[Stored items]
══════════════════════════════

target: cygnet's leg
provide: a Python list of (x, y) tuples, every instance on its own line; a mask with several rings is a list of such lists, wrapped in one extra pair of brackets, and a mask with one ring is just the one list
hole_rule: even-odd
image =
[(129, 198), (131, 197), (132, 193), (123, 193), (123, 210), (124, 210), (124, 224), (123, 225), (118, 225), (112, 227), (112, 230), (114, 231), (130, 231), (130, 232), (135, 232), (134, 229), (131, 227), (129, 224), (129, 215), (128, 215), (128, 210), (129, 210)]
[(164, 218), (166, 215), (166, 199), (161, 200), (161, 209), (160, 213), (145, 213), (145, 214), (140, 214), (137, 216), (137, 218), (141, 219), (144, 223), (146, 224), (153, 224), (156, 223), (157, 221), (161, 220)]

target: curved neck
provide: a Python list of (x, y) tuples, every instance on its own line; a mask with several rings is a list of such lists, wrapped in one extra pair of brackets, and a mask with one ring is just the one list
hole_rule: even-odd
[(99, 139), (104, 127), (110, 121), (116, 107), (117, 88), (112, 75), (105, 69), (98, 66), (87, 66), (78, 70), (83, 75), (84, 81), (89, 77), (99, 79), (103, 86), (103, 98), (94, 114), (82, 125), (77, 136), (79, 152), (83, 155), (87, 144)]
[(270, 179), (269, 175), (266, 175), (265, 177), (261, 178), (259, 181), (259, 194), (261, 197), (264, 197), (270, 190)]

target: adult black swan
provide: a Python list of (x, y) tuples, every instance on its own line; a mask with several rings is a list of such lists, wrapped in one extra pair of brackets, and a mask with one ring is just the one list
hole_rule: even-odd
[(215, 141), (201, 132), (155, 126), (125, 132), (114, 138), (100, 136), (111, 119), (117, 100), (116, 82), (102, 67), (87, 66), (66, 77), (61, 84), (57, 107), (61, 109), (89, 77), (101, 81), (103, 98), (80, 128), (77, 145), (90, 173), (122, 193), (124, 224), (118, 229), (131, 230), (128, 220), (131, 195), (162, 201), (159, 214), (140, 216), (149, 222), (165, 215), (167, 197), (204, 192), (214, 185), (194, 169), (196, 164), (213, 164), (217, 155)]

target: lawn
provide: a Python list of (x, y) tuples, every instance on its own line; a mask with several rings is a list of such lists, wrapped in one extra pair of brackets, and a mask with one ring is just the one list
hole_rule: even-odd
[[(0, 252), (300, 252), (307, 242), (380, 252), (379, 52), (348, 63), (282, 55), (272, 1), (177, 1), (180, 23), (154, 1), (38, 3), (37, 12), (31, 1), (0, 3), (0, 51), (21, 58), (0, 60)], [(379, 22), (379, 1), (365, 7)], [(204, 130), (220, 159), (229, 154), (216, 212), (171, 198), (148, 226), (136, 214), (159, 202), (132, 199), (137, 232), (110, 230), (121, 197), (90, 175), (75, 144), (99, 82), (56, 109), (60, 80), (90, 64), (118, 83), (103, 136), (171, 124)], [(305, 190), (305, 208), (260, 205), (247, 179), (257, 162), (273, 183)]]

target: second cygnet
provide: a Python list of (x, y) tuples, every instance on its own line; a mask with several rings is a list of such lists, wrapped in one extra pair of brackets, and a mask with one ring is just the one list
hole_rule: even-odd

══════════════════════════════

[Exercise]:
Rewrite the records above with "hole_rule" changed to "fill_rule" everywhere, leaving everything else the same.

[Completed exercise]:
target: cygnet's leg
provide: a Python list of (x, y) tuples, every instance on its own line; a mask with several rings is a list of such lists, wrapped in one extra pair of brackets, and a mask with one ring is just the one list
fill_rule: even-odd
image =
[(129, 198), (131, 197), (132, 193), (123, 193), (123, 210), (124, 210), (124, 224), (123, 225), (118, 225), (112, 227), (112, 230), (114, 231), (130, 231), (130, 232), (135, 232), (134, 229), (131, 227), (129, 224), (129, 215), (128, 215), (128, 210), (129, 210)]
[(164, 218), (166, 215), (166, 199), (161, 200), (161, 209), (160, 213), (145, 213), (145, 214), (140, 214), (137, 216), (137, 218), (141, 219), (144, 223), (146, 224), (153, 224), (156, 223), (157, 221), (161, 220)]

target: curved neck
provide: a Python list of (x, y) tuples, every instance on its own line; a mask with several rings is a list of such lists, wrapped in one extra pair of brackets, and a mask with one ring is just the one list
fill_rule: even-odd
[(99, 139), (104, 127), (110, 121), (116, 107), (117, 88), (112, 75), (105, 69), (98, 66), (87, 66), (78, 70), (83, 75), (84, 81), (89, 77), (99, 79), (103, 86), (103, 98), (94, 114), (82, 125), (77, 136), (79, 152), (83, 155), (87, 144)]
[(270, 179), (269, 175), (266, 175), (265, 177), (261, 178), (259, 181), (259, 194), (261, 197), (264, 197), (270, 190)]

target: adult black swan
provide: a Python list of (x, y) tuples, every instance on its own line; a mask with several rings is a list of such lists, wrapped in one extra pair of brackets, and a mask with one ring is just the one list
fill_rule: even-odd
[(215, 141), (201, 132), (155, 126), (125, 132), (114, 138), (100, 136), (111, 119), (117, 100), (116, 82), (102, 67), (87, 66), (66, 77), (61, 84), (57, 107), (61, 109), (89, 77), (101, 81), (103, 98), (80, 128), (77, 145), (90, 173), (122, 193), (124, 224), (118, 229), (131, 230), (128, 220), (131, 195), (162, 201), (159, 214), (140, 216), (149, 222), (165, 215), (167, 197), (204, 192), (214, 185), (194, 169), (196, 164), (213, 164), (217, 155)]

target: lawn
provide: a Python list of (x, y) tuples, every instance on its own line; a mask with several rings is a list of such lists, wrapped in one extra pair of brackets, and a mask with one ring is just the one list
fill_rule: even-odd
[[(0, 252), (300, 252), (307, 242), (380, 252), (379, 52), (348, 63), (282, 55), (272, 1), (177, 1), (180, 23), (154, 1), (38, 3), (37, 12), (31, 1), (0, 3), (0, 51), (21, 58), (0, 60)], [(379, 22), (379, 1), (365, 7)], [(204, 130), (220, 159), (229, 154), (216, 212), (171, 198), (148, 226), (136, 214), (159, 202), (132, 199), (137, 232), (110, 230), (121, 197), (90, 175), (75, 144), (99, 82), (56, 109), (60, 80), (90, 64), (118, 83), (103, 136), (171, 124)], [(305, 190), (305, 208), (260, 205), (247, 179), (257, 162), (273, 183)]]

target: second cygnet
provide: a Python list of (x, y) tuples, every instance on its own line; a mask with several rings is a list of such lists, wrapped in one extra pair of brackets, and a mask with one ring is just the one list
fill_rule: even-odd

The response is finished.